The new issue of OZ is called 'A Breath of China". Under this slightly ambiguous title, the editors have sought to combine two fairly different themes. The first has to do with the fact that the rapidly transforming China is obviously "breathing down the neck" of the developed world, and it would be interesting to get an insight as to just how big an impact China’s rapidly rising economic power will have on the world order, and what challenges will confront Russia in the face of this re-emerging reinvented ancient giant. Secondly, the editors have sought to provide the reader with a feel of what contemporary China really is, "what it breathes" — a China about which the Russian public often harbors the most outlandish of misconceptions. Needless to say, we couldn’t hope to fully cover these ambitious topics within a single issue, and we will gladly revisit this theme at some future date.

Yakov Berger. Prospects for Political Reform in Modern China

China’s current political regime is described as post- totalitarian technocratic neo-authoritarianism. The neoauthoritarian regime has proved its ability to move the country forward along the path of modernization while providing the required level of political and social stability. However, there is a clear need for China to implement major political reform. This need is driven by changes sweeping other major spheres of public life. The state in China has always been an ethical, rather than a political institution, with politics almost exclusively perceived as nothing more than an act of administration. In principle, this is true also of other Confucian culture based Asian countries where citizens may enjoy a greater or lesser degree of individual freedom, but the realm of politics as a specific sphere of public life, as a space for differing competing political forces, is fairly limited. That is why political reforms that involve mere institutional changes without affecting the moral and ethical values of the ruling elite would have little chance of success. One can confidently predict a further strengthening of current tendencies towards a greater emphasis on tradition, given the introduction into political discourse of concepts like "public harmony" - concepts that are obviously the product of traditional Chinese public thinking and culture. China is on a quest to discover its own specific path to political transformation that would be rooted in its historical and cultural traditions. It is quite possible that by combining the principles of traditional culture with a legitimate modem political framework and market economy, China will create an entirely new development model, one that would not only achieve a most efficient system within China’s own boundaries, but would be capable of transcending national borders and challenging other civilization models. In that case, the main competitive challenge to the Western world would no longer come from Communism which has been economically defeated, but rather from those Asian societies that combine free market economy with a new brand of transformed authoritarianism.

Joshua Cooper Ramo. Brand China

The author believes that the biggest strategic threat to China is its current national image. China is still generally perceived as either a country of Mao Tse-tung militants, the "last Communist bastion on earth", or some exotic mix of Fu Manchu and kung fu. The Chinese system is thought to be "no place for doing honest business", and Chinese goods are considered to be shoddy and manufactured using old technologies. As a result, China finds itself unable to "win trust" even where its behavior conforms to international community standards as when the Chinese Government takes painful decisions on issues like currency reforms or nuclear weapons proliferation. On the other hand, when China’s actions do go against international norms, they provoke far greater condemnation outside the country than inside, often leaving Chinese strategists utterly perplexed. This lack of reputational capital increases the risk of derailing reforms, and raises the likelihood of political instability. The author identifies problem areas where stereotyped negative perceptions have overshadowed China’s real image, and offers a way out of this predicament by suggesting that China create a new image of itself based on the concept of "constant renewal".

Bounding-box records:
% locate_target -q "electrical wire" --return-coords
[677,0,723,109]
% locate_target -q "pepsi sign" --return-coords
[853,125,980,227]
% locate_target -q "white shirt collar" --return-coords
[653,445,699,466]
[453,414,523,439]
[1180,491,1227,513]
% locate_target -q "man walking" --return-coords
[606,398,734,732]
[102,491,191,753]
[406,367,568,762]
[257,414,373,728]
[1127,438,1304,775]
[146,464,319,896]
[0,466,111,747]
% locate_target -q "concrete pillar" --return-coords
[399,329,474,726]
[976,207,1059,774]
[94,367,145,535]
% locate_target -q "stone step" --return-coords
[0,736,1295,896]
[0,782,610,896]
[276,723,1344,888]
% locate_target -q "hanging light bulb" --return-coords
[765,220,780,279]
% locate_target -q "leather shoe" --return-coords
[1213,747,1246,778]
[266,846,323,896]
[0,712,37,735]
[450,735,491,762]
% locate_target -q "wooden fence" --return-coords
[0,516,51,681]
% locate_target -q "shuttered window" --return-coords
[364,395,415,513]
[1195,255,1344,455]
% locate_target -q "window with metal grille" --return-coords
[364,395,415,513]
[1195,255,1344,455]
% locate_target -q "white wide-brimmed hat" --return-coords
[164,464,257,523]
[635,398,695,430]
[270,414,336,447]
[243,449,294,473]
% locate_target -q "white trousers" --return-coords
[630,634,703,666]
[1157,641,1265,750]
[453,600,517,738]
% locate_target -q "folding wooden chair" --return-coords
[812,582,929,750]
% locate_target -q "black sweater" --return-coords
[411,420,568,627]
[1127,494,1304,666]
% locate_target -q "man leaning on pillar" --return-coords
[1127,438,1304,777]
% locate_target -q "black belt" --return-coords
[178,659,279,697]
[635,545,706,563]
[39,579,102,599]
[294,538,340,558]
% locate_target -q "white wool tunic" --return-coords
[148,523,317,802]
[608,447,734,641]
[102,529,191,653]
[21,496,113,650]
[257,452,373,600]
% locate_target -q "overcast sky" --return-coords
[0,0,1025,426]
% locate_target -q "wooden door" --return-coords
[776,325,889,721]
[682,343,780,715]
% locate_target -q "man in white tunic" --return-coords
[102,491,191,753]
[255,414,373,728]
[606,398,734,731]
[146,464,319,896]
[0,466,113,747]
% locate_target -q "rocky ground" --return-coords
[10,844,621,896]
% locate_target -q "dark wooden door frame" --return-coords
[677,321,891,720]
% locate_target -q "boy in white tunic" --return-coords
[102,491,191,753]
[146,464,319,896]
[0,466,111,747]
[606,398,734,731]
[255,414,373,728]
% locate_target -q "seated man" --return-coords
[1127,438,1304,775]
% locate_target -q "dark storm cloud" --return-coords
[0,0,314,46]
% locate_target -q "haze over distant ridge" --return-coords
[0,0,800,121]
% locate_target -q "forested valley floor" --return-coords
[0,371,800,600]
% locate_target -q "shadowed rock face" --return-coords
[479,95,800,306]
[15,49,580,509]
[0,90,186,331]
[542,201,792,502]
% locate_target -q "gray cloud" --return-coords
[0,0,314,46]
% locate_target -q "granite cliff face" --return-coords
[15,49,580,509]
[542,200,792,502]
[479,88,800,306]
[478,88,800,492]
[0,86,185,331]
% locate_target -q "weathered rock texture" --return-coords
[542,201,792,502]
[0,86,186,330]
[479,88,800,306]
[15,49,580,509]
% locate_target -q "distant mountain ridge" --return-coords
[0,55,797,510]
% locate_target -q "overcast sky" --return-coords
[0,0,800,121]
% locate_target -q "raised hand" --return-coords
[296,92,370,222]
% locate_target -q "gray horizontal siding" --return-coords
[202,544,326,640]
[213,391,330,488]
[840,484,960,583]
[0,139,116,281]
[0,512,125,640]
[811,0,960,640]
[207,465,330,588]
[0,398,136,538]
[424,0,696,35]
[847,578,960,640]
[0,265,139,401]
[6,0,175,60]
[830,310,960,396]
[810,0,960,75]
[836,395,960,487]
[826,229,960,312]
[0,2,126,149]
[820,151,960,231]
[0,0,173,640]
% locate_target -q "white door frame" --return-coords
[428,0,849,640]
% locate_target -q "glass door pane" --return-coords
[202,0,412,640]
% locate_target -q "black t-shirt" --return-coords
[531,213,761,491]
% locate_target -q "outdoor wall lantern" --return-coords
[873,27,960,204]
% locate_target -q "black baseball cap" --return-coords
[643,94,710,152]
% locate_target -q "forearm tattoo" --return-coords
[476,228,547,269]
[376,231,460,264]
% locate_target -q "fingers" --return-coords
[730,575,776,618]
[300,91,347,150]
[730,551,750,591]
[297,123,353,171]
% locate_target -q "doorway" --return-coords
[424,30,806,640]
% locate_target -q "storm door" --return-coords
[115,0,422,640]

# GIVEN EXERCISE 1
Print the section of the text on China that opens with the words containing "The new issue" and closes with "some future date.".
# GIVEN EXERCISE 2
Decide whether each statement agrees with the text on China. Answer yes or no for each, quoting the words from that text that settle it.
(a) The editors expect to cover the issue's topics fully within this single issue.
(b) In the piece titled "Brand China," China's current national image is named as its biggest strategic threat.
(c) The piece on political reform holds that Communism will remain the main competitive challenge to the Western world.
# GIVEN EXERCISE 3
According to the text on China, what concept does the piece titled "Brand China" propose as the basis for China's new image of itself?

# WRITTEN SOLUTION 1
The new issue of OZ is called 'A Breath of China". Under this slightly ambiguous title, the editors have sought to combine two fairly different themes. The first has to do with the fact that the rapidly transforming China is obviously "breathing down the neck" of the developed world, and it would be interesting to get an insight as to just how big an impact China’s rapidly rising economic power will have on the world order, and what challenges will confront Russia in the face of this re-emerging reinvented ancient giant. Secondly, the editors have sought to provide the reader with a feel of what contemporary China really is, "what it breathes" — a China about which the Russian public often harbors the most outlandish of misconceptions. Needless to say, we couldn’t hope to fully cover these ambitious topics within a single issue, and we will gladly revisit this theme at some future date.

# WRITTEN SOLUTION 2
(a) No: "we couldn’t hope to fully cover these ambitious topics within a single issue"
(b) Yes: "The author believes that the biggest strategic threat to China is its current national image."
(c) No: "the main competitive challenge to the Western world would no longer come from Communism which has been economically defeated"

# WRITTEN SOLUTION 3
The concept of "constant renewal."